**** Texto citado

Do contrato entre a empresa de trabalho temporário e a tomadora de serviços, a teor do art. 9º da Lei n. 6.019/74, deve ser consignada a qualificação das partes, o motivo justificador da contratação3, prazo e valor da prestação de serviços, além de disposições sobre segurança e saúde do trabalhador.

O art. 2º da Lei n. 6.019/74 foi modificado, de modo a ampliar as hipóteses de contratação de trabalho temporário. Antes da Lei n. 13.429/17, estava autorizada a contratação para atender a necessidade transitória de substituição de pessoal regular e permanente, ou em razão de acréscimo extraordinário de serviços.

Com a nova lei, manteve-se a primeira possibilidade intocada, e ampliou-se a segunda conjetura. Com efeito, no lugar de acréscimo extraordinário de serviços, o legislador usou a expressão “demanda complementar de serviços”, cuja definição consta do art. 2º, § 2º da Lei n. 6.019/74, como: “oriunda de fatores imprevisíveis ou, quando decorrente de fatores previsíveis, tenha natureza intermitente, periódica ou sazonal”.

********
**** A listagem

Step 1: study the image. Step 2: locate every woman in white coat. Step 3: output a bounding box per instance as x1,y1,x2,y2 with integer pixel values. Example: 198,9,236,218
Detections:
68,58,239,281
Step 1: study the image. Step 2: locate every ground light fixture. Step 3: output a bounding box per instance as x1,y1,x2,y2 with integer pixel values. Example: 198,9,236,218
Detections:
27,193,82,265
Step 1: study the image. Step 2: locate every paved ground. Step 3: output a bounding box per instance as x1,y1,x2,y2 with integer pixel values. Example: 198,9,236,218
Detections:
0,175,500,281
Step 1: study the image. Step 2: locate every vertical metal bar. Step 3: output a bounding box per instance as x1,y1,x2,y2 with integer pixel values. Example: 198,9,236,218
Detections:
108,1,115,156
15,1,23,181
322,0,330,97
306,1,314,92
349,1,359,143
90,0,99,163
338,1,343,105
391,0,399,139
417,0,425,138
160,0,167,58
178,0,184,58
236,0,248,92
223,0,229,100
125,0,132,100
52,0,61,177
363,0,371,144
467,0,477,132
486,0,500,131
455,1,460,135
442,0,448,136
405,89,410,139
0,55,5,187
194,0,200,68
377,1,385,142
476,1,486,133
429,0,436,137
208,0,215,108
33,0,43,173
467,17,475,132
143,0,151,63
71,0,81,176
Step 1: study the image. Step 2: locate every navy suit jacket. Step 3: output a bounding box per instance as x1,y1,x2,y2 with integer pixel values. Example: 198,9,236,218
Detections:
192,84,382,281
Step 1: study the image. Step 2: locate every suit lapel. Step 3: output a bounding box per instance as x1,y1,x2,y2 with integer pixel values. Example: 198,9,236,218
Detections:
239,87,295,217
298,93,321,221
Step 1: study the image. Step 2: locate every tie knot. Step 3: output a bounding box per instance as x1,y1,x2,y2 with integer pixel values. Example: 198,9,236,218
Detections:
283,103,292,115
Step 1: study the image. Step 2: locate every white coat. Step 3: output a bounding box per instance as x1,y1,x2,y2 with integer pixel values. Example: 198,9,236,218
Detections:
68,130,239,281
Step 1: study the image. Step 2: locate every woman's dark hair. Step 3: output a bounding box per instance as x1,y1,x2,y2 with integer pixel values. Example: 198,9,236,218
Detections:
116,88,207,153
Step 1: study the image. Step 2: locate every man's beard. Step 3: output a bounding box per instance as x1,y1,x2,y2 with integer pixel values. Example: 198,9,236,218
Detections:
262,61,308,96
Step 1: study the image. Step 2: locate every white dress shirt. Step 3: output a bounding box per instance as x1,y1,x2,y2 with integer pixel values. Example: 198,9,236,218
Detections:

********

Instruções ▸
1. Copie sem nenhuma alteração as linhas da listagem: comece na que contém "Step 1: study the image. Step 2: locate every suit" e vá até o fim da listagem.
2. Continue o texto sobre o trabalho temporário a partir do ponto em que ele termina.

Respostas ▸
1.
Step 1: study the image. Step 2: locate every suit lapel. Step 3: output a bounding box per instance as x1,y1,x2,y2 with integer pixel values. Example: 198,9,236,218
Detections:
239,87,295,217
298,93,321,221
Step 1: study the image. Step 2: locate every tie knot. Step 3: output a bounding box per instance as x1,y1,x2,y2 with integer pixel values. Example: 198,9,236,218
Detections:
283,103,292,115
Step 1: study the image. Step 2: locate every white coat. Step 3: output a bounding box per instance as x1,y1,x2,y2 with integer pixel values. Example: 198,9,236,218
Detections:
68,130,239,281
Step 1: study the image. Step 2: locate every woman's dark hair. Step 3: output a bounding box per instance as x1,y1,x2,y2 with integer pixel values. Example: 198,9,236,218
Detections:
116,88,207,153
Step 1: study the image. Step 2: locate every man's beard. Step 3: output a bounding box per instance as x1,y1,x2,y2 with integer pixel values. Example: 198,9,236,218
Detections:
262,61,308,96
Step 1: study the image. Step 2: locate every white dress shirt. Step 3: output a bounding box per instance as x1,y1,x2,y2 with integer pixel values. Example: 198,9,236,218
Detections:

2.
Assim, e em apertada síntese, pode ser contratado o trabalho temporário em duas hipóteses. A primeira, que não sofreu qualquer alteração na nova legislação, diz respeito à substituição transitória de pessoal permanente, do que são exemplos: a contratação para substituir empregados somente durante as férias destes; a contratação para substituir temporariamente empregada em licença-mater-nidade; ou a temporária substituição de empregado em decorrência de afastamento previdenciário.

A segunda hipótese, relativa à demanda complementar de serviços, é desdobrada em outras duas: a) a proposição que representa efetiva ampliação do regime diz respeito à contratação decorrente de fatores imprevisíveis, entendidos como tais os gerados por fatos extraordinários (provocados pela natureza ou pela atuação humana) sem que se tenha a capacidade de pressenti-los e de se preparar para que não ocorram, tal como o caso fortuito e a força maior, de que são exemplos fenômenos da natureza (v. g. tempestade, furacões, enchentes) ou fatos humanos (v. g. guerras ou revoluções); b) a outra hipótese diz respeito à contratação decorrente de fatores que, ainda que previsíveis, possuem natureza intermitente, periódica ou sazonal.

No caso, por intermitente entenda-se o trabalho que não é contínuo; por periódico aquele em que a contratação se faz necessária em períodos; e por sazonal aquele que decorre de fatos que ocorrem de acordo com a sazonalidade, de que é exemplo o aumento de demanda em datas festivas.

2.1.1. Greve

O art. 2º, § 1º da Lei n. 6.019/74 é expresso ao vedar a contratação de trabalho temporário para a substituição de trabalhadores em greve. Todavia, tal dispositivo legal, ao final, parece excepcionar a regra, ao enunciar: “salvo nos casos previstos em lei”.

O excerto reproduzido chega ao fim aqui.